The first busbars 106 are metal plates, such as copper plates. The first busbars 106 have mating interfaces at front and/or rear surfaces of the first busbars 106. The header power connector 100 may be coupled to the mating interfaces, such as by welding or securing using bolts. For example, header busbars of the header power connector 100 may be terminated to the mating interfaces of the first busbars 106. The second busbars 108 are metal plates, such as copper plates. The second busbars 106 have tabs or ends that are plugged into the header power connector 100 to electrically connect to header terminals (for example, sockets) of the header power connector 100. In the illustrated embodiment, the first electrical component 102 includes a plurality of the first busbars 106 and the second electrical component 104 includes a plurality of the second busbars 108.

(SHORT PROBLEM A): According to the busbar passage, how may the header power connector be coupled to the mating interfaces?
(SHORT PROBLEM B): Translate this sentence from the busbar passage into Spanish: "The first busbars 106 are metal plates, such as copper plates."

(Stored entries)
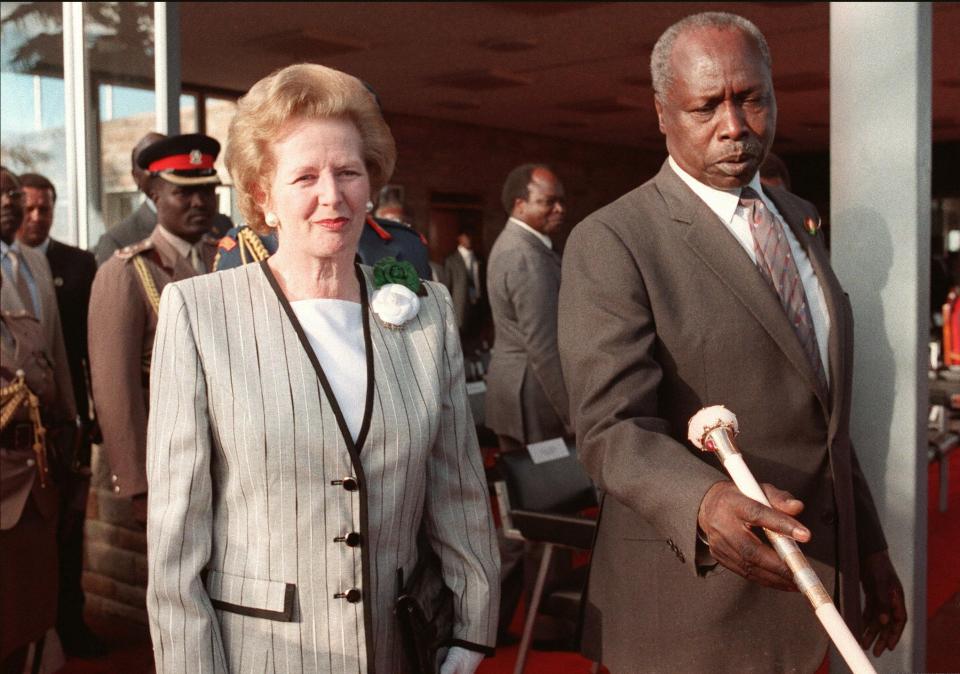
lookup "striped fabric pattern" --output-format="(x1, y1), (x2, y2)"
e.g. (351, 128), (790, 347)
(147, 264), (499, 674)
(740, 187), (828, 392)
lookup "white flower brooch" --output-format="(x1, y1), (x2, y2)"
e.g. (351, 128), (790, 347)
(370, 257), (422, 330)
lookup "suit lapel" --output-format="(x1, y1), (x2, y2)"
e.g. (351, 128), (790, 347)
(260, 260), (375, 454)
(654, 162), (828, 413)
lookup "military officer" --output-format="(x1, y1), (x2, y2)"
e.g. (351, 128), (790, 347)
(213, 207), (431, 281)
(0, 167), (77, 672)
(89, 134), (220, 522)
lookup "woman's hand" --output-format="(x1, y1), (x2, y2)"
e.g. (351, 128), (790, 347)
(440, 646), (483, 674)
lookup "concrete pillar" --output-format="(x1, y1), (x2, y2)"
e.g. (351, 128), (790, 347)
(153, 2), (181, 136)
(830, 2), (932, 672)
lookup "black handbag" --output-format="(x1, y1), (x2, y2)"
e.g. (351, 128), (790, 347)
(394, 532), (454, 674)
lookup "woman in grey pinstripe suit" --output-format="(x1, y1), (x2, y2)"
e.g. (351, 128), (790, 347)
(147, 65), (499, 674)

(COMPLETE OUTPUT A): By welding or by securing with bolts.

(COMPLETE OUTPUT B): Las primeras barras colectoras 106 son placas metálicas, como placas de cobre.